▶ [Task description]: Excluding pictures, what does the listing below contain from the line with "Place one keypoint on each instance of the blue" up to and including the line with "Place one keypoint on each instance of the dry", word for word?

▶ [Information supplied]:
════════

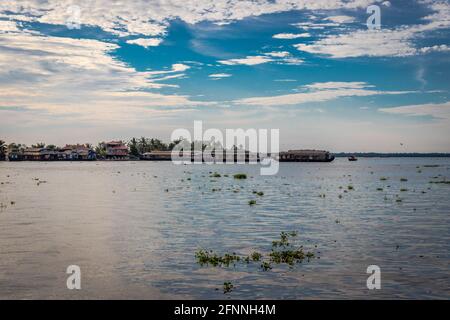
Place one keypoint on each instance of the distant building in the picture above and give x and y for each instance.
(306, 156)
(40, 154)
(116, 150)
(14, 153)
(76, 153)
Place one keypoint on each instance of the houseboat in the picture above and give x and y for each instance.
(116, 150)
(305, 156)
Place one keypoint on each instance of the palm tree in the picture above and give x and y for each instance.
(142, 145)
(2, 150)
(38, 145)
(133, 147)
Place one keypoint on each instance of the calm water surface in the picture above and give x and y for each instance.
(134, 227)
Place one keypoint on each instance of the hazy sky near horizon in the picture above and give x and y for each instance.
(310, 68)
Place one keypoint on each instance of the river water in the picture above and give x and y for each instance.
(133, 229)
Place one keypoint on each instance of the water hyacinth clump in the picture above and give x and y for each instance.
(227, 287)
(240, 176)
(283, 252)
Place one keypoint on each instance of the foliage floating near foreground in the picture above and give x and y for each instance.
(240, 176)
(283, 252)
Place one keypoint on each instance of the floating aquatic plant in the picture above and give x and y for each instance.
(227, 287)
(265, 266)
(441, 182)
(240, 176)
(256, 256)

════════

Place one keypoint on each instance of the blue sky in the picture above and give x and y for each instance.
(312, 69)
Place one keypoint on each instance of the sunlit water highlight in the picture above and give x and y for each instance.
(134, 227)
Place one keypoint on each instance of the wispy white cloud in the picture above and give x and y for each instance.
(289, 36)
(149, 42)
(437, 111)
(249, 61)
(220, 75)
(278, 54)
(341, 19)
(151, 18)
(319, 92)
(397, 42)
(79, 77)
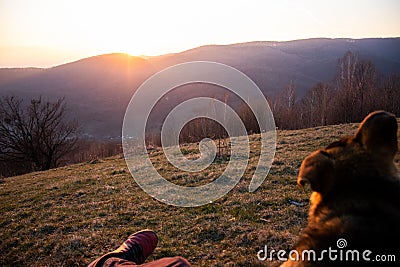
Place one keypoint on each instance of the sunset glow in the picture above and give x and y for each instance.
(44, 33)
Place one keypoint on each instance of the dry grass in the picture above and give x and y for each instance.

════════

▶ [Output]:
Place one keypoint on each instance of the blue sky in the picture above and give x and y for each instance.
(312, 69)
Place one keypoint on each instance of the sunlit water highlight in the picture above and give x and y for each instance.
(134, 227)
Place one keypoint on each instance of the wispy white cloud in the picture above and give x and y for each instance.
(289, 36)
(149, 42)
(437, 111)
(249, 61)
(220, 75)
(278, 54)
(341, 19)
(151, 18)
(319, 92)
(397, 42)
(79, 77)
Place one keypoint on each instance of the sunset glow in the picture above and give x and y for each instance.
(44, 33)
Place one keypoint on each instance of the dry grass in the picture above and give x and y for each instance.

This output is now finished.